◆ **Your instructions**:
Look through the lines below for the word "item", and copy every line that has it.

Segment Start: Data shown

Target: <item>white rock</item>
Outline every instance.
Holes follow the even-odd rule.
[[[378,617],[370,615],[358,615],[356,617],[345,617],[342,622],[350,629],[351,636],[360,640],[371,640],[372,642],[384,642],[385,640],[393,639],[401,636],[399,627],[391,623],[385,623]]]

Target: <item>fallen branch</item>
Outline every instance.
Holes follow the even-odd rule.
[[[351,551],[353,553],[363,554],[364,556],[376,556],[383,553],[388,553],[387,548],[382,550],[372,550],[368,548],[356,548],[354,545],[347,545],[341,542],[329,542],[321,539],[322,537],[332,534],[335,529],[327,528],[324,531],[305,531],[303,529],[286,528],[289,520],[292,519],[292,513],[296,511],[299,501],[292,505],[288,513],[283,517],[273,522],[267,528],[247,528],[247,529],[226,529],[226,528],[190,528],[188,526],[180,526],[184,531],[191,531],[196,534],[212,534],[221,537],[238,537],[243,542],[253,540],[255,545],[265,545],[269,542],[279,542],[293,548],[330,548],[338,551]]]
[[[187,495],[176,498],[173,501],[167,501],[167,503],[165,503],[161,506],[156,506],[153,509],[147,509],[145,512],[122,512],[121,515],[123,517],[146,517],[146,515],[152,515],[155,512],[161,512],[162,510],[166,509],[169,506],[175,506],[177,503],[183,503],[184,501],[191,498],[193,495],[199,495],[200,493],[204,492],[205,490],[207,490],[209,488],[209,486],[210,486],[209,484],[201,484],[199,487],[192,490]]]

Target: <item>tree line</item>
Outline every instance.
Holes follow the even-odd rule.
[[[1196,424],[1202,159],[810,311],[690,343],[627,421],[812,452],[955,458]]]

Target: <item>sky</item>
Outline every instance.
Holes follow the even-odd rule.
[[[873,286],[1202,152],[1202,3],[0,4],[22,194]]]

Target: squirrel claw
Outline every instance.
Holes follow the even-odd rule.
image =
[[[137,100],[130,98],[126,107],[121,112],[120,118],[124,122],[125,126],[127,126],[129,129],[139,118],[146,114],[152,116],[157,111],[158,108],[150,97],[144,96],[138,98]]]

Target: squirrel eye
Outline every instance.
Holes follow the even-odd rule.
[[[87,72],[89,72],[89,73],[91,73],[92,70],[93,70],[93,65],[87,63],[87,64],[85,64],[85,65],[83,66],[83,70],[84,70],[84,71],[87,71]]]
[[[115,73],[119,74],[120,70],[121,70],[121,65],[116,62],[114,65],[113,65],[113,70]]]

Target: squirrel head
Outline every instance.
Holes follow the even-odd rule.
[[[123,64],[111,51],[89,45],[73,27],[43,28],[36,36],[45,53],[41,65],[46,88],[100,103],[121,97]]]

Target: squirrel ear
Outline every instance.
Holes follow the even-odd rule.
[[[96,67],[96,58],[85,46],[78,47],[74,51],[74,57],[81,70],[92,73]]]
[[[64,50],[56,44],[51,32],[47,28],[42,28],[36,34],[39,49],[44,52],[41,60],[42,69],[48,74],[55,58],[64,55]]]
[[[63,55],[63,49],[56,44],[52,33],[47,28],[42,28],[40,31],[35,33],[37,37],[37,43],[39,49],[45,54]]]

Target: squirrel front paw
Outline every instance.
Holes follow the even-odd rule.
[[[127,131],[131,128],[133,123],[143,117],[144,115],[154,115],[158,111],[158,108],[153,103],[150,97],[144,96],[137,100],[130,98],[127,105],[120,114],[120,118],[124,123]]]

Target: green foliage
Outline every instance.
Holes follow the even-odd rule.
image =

Segment End: Data shown
Segment Start: Data shown

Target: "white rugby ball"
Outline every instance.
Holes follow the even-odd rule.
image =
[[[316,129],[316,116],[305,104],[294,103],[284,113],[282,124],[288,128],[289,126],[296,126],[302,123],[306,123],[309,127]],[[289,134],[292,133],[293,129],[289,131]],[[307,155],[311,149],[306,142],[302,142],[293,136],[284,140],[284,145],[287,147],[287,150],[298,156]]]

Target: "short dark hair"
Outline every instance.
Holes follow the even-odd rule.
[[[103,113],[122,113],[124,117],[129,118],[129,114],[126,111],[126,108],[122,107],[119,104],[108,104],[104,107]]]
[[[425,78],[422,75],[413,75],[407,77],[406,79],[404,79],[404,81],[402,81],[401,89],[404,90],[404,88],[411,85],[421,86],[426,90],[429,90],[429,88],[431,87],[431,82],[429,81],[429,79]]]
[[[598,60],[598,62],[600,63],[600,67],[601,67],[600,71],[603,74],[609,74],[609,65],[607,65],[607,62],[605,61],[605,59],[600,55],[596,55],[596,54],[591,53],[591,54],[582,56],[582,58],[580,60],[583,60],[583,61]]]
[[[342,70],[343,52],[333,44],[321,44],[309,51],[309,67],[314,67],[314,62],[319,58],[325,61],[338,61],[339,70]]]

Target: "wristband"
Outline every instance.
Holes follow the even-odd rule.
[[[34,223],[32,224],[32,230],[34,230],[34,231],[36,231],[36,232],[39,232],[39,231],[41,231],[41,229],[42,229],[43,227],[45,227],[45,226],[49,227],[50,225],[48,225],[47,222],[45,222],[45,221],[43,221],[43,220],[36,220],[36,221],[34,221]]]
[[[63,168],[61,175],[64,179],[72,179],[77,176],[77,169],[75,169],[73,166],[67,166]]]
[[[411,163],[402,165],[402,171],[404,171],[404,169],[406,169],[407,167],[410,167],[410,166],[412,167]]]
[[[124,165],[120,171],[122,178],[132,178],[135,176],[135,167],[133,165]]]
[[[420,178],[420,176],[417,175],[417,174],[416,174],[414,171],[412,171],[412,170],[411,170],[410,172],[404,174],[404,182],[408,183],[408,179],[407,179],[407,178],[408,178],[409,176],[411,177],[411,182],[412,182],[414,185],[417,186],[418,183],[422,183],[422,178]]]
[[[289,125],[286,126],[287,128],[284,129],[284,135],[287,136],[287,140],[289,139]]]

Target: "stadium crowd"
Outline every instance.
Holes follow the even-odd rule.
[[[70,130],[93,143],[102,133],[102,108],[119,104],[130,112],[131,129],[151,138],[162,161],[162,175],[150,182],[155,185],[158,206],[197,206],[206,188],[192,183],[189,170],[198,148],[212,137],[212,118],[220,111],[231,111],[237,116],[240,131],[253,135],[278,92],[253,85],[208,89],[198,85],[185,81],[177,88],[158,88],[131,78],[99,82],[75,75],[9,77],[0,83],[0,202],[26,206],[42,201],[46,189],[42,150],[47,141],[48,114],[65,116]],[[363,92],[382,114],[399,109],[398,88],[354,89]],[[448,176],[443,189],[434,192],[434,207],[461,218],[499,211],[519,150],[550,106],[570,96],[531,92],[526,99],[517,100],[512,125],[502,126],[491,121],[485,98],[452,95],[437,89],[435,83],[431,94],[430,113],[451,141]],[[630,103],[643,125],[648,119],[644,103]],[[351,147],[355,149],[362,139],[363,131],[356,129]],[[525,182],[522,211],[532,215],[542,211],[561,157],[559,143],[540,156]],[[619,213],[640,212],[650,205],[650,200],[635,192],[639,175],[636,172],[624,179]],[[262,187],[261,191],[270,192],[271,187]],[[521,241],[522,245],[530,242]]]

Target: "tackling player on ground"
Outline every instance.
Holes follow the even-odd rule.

Segment End: Data shown

◆ **Your solution**:
Target: <item>white rock</item>
Target: <item>fallen branch</item>
Target: <item>tree line</item>
Target: <item>sky</item>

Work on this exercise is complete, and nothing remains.